Problems to solve
**a.** Repeat the passage of the Big Park Community School text from "SOCSD representatives have" to "buy the campus.".
**b.** According to the Big Park Community School text, what is the estimated cost of the repairs the property's roof needs?
**c.** Take the text about the Big Park Community School proposal further, picking up after its last sentence.

Text excerpt
______________________________
The SOCSD Governing Board will continue its discussion of a proposal to seek voter approval to sell the shuttered Big Park Community School in the Village of Oak Creek to a private party at its meeting on Tuesday, March 5, at 4 p.m.

SOCSD representatives have repeatedly stressed that they are not committed to following through with selling the property to a private party, but want to have that option available as a result of the Yavapai County Board of Supervisors’ lack of action in purchasing the school following a proposal by District 3 Supervisor Donna Michaels over the summer to buy the campus.

“Basically, it’s still, we haven’t heard anything from Donna Michaels, and it’s been a long time,” Governing Board President Randy Hawley said on Monday, Feb. 26. “We can’t afford [to] just to allow it to sit. Because it’s a money drain, No. 1, and No. 2, it just keeps getting in worse and worse shape and it’s getting to the point where it can’t be repaired anymore. So we have to do something with it, and we can’t afford to do it ourselves. [Because] we’ve got to spend our money educating kids. As a result of that, we have to look at different options, when we haven’t been able to get a commitment from the county.”

The property’s roof is in need of repairs at an estimated cost of $146,000, which would be paid by the county if the proposed lease-to-purchase agreement were to be approved.
______________________________
Data extract
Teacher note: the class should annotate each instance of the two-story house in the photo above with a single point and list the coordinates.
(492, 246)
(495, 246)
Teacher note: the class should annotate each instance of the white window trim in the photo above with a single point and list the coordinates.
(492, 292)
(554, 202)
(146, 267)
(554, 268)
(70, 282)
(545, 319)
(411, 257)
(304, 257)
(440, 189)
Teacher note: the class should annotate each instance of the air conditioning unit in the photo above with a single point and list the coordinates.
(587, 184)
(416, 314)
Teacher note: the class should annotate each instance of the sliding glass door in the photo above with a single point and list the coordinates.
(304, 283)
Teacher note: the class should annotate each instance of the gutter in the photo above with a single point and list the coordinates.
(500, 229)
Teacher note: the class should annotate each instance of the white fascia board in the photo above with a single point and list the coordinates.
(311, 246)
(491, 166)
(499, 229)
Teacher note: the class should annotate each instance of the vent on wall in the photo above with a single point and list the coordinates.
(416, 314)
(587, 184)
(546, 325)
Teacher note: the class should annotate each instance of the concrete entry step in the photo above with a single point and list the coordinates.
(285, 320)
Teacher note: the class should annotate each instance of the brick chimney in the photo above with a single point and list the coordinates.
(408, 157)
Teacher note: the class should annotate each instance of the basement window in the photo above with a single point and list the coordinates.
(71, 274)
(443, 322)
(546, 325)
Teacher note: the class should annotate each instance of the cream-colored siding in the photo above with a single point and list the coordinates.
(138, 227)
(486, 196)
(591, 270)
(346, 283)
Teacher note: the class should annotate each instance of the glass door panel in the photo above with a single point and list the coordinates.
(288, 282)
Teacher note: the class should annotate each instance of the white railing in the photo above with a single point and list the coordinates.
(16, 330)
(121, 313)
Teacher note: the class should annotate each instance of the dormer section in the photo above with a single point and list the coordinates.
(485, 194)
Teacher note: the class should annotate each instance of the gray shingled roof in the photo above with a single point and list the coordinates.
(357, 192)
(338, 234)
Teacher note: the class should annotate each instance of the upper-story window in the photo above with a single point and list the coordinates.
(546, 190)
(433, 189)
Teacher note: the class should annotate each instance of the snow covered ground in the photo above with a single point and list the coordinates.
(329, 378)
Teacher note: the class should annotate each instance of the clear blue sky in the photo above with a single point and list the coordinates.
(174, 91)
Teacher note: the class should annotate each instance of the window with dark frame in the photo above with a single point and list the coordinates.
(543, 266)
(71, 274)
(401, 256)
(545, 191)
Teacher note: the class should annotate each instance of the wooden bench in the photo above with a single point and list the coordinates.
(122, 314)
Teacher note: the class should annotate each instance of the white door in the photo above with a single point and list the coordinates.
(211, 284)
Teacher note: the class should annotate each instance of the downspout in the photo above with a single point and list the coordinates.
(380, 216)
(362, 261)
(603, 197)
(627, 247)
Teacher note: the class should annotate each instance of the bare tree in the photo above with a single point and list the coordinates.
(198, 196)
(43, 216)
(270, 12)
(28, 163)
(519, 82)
______________________________
Task-by-task outputs
**a.**
SOCSD representatives have repeatedly stressed that they are not committed to following through with selling the property to a private party, but want to have that option available as a result of the Yavapai County Board of Supervisors’ lack of action in purchasing the school following a proposal by District 3 Supervisor Donna Michaels over the summer to buy the campus.

**b.** About $146,000.

**c.**
“We are currently conducting a space study and expect to have some results by the end of this month,” Michaels wrote in a Monday, Feb. 26, email to her constituents. “After that, I’m hoping the Sedona-Oak Creek School District Governing Board and County Governing Board agrees to repurpose the campus.”

The nonprofit Big Park Regional Coordinating Council also sent out an email on Sunday, Feb. 25, informing its members of the Tuesday, March 5, SOCSD board meeting discussion and recommending that members “encourage the school board to delay voting on a ballot measure that would allow them to sell the former Big Park Community School campus to a third party.”

“No position has been taken on this yet,” former BPRCC President John Wichert said.

Promotions

SOCSD Director of Operations Jennifer Chilton has been promoted to assistant superintendent and English teacher Karyl Goldsmith has been promoted to director of instruction and curriculum.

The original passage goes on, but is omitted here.